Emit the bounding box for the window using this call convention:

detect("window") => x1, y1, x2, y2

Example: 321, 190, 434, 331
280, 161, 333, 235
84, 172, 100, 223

##############################

## [Set problem]
Copy out each of the entries above word for word, changing nothing.

## [Exercise result]
Emit the bounding box for the window using this call convention:

detect("window") => x1, y1, x2, y2

Example: 321, 190, 434, 331
280, 161, 333, 235
84, 172, 100, 223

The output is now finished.